The six cases in which grants were made are:
- AAR15 v Minister for Immigration and Border Protection  FCA 150, which concerns how the Administrative Appeals Tribunal should make findings about the current status of ethnic conflicts. The applicant, from the Democratic Republic of Congo, sought refugee protection on the basis of his membership of the Kasai-Luba ethnic group, which he asserted was subject to persecution by the Katangan-Lunda ethnic group. Justice North in the Federal Court rejected an argument that the Tribunal unreasonably relied on a 2006 report of the International Crisis Group (which reported that tensions between the groups had decreased in the applicant’s province), rather than a 2011 report of the Minority Rights International Group (which said the Kasai-Luba were at risk of genocide), to deny the application.

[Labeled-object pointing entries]
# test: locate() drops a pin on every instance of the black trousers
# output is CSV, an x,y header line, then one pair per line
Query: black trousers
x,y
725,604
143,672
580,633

**Set task A:**
In the case summary, which ethnic group did the applicant say was persecuting the Kasai-Luba?
**Set task B:**
State whether each statement agrees with the case summary, answering yes or no and quoting the words that decide it: (i) The applicant came from the Democratic Republic of Congo. (ii) Justice North accepted the argument that the Tribunal unreasonably relied on the 2006 report. (iii) The 2011 report stated that tensions between the groups had decreased.
**Set task C:**
Using the case summary, explain on what basis the applicant sought refugee protection.

**Task solution A:**
The Katangan-Lunda ethnic group.

**Task solution B:**
(i) Yes: "The applicant, from the Democratic Republic of Congo"
(ii) No: "Justice North in the Federal Court rejected an argument that the Tribunal unreasonably relied on a 2006 report"
(iii) No: the 2011 report "said the Kasai-Luba were at risk of genocide"

**Task solution C:**
The applicant sought protection because of his membership of the Kasai-Luba ethnic group. He asserted that this group was subject to persecution by the Katangan-Lunda ethnic group.